**ИСХОДНЫЙ ТЕКСТ:**

────────────────────

14 06 1941

убийство отцов

Сирмбарде Велта родилась в 1931 году.

Когда меня сослаи, 15 июня 1941 года мне исполнилось 10 лет.

Я жила  в доме Игауню Свитенской области, Бауского района.

страница 677

Когда меня сослали, 15 июня 1941 года мне исполнилось 10 лет. Я жила в доме «Игауню» Свитенской волости, Бауского района. В семье нас было пятеро: я, сестра Майя, мама Алида, отец Янис - волостной старшина и командир айзсаргов и еще бабушка - и всех нас выслали в 1941 году... Я летом пасла овец. У нас овцы были породистые. Мне, правда, дело это не нравилось - овец было около 20, трудно было справляться. В доме у каждого были свои обязанности. Сестра должна была напоить коров - привести на лошади воду в бочке. Слишком легкой и беззаботной та жизнь не была, нас приучали к труду.

На Рождество всегда ждали Деда Мороза, он приходил, но подарки оставлял у порога - увидеть его никак не удавалось. Так же безуспешно мы гонялись за пасхальным зайцем. Помню, кошачьи следы приняли за те желанные, заячьи. И опять -ничего. Вернешься погрустневшая домой, мама спрашивает: убрала ли ты постель. Нет, не успела. Мама тогда: ну, раз постель не убрана, ни зайца, ни пасхальных яичек не будет. Возьмешься убирать постель, глядь - а там гнездо с шоколадными яйцами... Других праздников не помню. Рождество и Пасха были самые главные. Ждала всегда и дни

рождения с подарками и поздравительными открытками.

Я училась в Свитенской начальной школе. Дети в школе были славные, веселые. Были хорошие учителя. Потом, в России, нам никто не предлагал учиться в школе. Когда я попала в детдом, начала ученье сначала, с первого класса, потому что не умела ни говорить, ни писать по-русски. До четвертого класса училась на русском языке.

Родители любили меня, оба. У мамы были большие проблемы со здоровьем, болели ноги. Она часто уезжала лечиться. Папа, когда ехал куда-нибудь, обязательно брал меня с собой, в гости или еще куда. Он меня очень любил, и мне было особенно тяжело прощаться с ним. Он подошел к нашему вагону, принес хлеба... Солдаты его оттолкнули и тут же увели - не дали нам проститься.

Когда за нами пришли, я даже не переоделась, ушла из дома в том, что было на мне, в старой, домашней одежде. Мама поднимала и одевала сестру, она болела, у нее было воспаление легких, температура... Бабушка совсем растерялась, так много чужих людей толклись в комнатах. Искали отца, стреляли в наш старый дуб, в каштан - думали, вдруг там кто прячется. Это было рано утром, еще до рассвета. На станции Иецава наши вещи остались в машине. Сколько могли, унесли в руках, но вернуться за остальными вещами никому не дали.

────────────────────

**СПИСОК ЗАПИСЕЙ:**
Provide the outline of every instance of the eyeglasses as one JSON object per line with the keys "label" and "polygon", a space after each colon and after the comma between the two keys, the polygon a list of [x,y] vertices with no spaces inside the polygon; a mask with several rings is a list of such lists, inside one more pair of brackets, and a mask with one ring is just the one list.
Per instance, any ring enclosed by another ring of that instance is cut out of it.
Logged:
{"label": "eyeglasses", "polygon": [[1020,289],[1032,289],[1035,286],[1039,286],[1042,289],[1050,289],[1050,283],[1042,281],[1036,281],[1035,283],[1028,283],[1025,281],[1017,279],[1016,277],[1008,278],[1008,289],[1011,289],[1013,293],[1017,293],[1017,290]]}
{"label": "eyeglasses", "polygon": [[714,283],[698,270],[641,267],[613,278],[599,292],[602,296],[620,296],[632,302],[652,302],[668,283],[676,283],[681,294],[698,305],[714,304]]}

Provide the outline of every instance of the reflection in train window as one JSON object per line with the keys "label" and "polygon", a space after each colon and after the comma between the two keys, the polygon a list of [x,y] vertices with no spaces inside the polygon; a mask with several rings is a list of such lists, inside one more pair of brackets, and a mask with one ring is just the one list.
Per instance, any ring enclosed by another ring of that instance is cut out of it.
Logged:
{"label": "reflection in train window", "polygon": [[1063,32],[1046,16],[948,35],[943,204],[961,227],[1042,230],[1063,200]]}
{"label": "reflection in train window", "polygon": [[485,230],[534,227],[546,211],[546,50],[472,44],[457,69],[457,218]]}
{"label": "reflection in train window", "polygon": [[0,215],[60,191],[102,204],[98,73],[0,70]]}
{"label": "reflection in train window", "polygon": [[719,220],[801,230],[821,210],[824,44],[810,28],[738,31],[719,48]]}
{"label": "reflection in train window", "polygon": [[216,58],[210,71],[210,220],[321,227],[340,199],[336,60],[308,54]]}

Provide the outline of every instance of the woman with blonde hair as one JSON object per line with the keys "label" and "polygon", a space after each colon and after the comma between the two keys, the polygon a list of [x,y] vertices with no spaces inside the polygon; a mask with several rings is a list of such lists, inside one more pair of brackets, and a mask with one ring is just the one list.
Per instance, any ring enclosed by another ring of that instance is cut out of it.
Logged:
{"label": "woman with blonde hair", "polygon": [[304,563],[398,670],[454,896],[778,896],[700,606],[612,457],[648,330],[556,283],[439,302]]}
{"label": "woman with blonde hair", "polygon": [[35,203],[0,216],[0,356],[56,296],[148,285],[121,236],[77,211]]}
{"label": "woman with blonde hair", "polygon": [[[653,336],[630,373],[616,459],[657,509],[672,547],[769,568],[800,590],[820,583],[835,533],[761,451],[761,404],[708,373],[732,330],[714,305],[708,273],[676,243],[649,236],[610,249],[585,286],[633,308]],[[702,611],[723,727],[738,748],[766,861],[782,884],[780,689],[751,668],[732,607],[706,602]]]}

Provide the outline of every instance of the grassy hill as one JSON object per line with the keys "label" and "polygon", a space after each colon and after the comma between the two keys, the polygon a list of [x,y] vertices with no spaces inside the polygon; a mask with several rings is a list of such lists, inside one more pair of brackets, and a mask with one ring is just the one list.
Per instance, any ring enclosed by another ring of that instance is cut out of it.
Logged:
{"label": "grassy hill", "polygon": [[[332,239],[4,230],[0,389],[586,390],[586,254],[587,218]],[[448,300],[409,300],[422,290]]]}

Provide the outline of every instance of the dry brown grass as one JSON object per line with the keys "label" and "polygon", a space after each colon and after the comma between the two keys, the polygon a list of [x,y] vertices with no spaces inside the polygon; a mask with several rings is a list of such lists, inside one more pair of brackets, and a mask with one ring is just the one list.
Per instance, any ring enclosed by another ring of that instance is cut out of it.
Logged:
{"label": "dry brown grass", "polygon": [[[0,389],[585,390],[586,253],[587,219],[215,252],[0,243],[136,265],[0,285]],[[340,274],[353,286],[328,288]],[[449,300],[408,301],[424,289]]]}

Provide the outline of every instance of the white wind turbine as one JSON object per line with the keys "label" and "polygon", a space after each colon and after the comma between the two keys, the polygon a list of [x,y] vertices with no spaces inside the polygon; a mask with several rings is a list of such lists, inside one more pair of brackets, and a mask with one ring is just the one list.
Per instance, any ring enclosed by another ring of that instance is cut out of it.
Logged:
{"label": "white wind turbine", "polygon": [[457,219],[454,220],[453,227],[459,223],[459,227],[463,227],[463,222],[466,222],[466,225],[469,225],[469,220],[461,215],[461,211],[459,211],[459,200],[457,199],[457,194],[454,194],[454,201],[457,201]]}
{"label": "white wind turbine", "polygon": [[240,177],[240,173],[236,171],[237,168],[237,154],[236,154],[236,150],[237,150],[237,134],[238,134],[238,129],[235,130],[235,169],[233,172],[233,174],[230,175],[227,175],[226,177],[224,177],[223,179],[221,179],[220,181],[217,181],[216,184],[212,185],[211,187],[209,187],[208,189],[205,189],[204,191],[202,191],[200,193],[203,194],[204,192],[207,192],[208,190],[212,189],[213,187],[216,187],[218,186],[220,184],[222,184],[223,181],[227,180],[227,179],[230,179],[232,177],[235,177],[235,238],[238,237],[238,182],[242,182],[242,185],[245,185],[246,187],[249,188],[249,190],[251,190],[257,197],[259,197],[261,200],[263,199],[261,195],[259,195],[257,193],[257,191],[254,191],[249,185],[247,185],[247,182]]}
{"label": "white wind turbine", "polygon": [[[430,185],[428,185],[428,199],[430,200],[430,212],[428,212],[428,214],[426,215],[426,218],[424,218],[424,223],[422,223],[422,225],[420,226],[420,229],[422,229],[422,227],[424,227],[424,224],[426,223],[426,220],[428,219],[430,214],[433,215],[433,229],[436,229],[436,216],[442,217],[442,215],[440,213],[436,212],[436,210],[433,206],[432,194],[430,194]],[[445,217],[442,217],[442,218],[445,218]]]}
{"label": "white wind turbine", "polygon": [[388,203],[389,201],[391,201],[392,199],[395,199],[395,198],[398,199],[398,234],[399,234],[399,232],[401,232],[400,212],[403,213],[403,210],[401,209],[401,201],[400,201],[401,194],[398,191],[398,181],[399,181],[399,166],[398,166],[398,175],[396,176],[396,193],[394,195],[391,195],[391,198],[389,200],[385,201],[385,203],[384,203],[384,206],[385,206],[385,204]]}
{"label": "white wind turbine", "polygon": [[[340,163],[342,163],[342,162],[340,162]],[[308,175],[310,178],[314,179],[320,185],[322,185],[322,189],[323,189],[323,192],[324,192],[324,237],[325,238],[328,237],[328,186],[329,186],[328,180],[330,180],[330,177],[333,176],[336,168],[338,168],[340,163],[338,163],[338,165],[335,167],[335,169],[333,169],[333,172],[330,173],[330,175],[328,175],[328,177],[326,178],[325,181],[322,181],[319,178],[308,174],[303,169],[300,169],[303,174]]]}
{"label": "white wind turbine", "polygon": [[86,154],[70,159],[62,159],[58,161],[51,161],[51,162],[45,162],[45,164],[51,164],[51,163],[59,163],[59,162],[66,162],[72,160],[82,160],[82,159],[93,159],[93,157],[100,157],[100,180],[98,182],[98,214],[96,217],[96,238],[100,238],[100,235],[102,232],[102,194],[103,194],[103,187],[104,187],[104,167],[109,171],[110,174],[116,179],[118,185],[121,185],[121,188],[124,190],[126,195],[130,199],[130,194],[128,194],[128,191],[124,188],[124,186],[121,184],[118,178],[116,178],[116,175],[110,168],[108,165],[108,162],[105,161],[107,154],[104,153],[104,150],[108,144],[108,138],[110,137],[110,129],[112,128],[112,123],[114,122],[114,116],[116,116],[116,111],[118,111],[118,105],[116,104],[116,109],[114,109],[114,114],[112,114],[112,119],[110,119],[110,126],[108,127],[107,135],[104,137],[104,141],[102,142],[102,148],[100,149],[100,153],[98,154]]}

────────────────────

**ЧТО СДЕЛАТЬ:**
1 > Обнови фрагмент исходного текста от «Когда меня сослали, 15» до «приучали к труду.», поставив «коз» вместо «овец».
2 > Ответь на вопросы по исходному тексту.
(a) Сколько человек было в семье автора?
(b) В какой школе училась автор?
(c) На какой станции остались вещи семьи?
3 > Перескажи списком абзац исходного текста, начинающийся словами «Когда за нами пришли», сохранив его главные факты.
Записи никак не связаны с исходным текстом.

**РЕШЁННЫЕ ЗАДАЧИ:**
1 >
Когда меня сослали, 15 июня 1941 года мне исполнилось 10 лет. Я жила в доме «Игауню» Свитенской волости, Бауского района. В семье нас было пятеро: я, сестра Майя, мама Алида, отец Янис - волостной старшина и командир айзсаргов и еще бабушка - и всех нас выслали в 1941 году... Я летом пасла коз. У нас овцы были породистые. Мне, правда, дело это не нравилось - коз было около 20, трудно было справляться. В доме у каждого были свои обязанности. Сестра должна была напоить коров - привести на лошади воду в бочке. Слишком легкой и беззаботной та жизнь не была, нас приучали к труду.

2 >
(a) Пятеро.
(b) В Свитенской начальной школе.
(c) На станции Иецава.

3 >
- Автор ушла из дома, не переодевшись, в старой домашней одежде.
- Мама поднимала и одевала сестру, у которой было воспаление легких и температура.
- Бабушка растерялась, потому что в комнатах толклось много чужих людей.
- Искали отца и стреляли в старый дуб и каштан, думая, что там кто-то прячется.
- Всё произошло рано утром, еще до рассвета.
- На станции Иецава вещи остались в машине. Унесли столько, сколько смогли в руках, а вернуться за остальным никому не дали.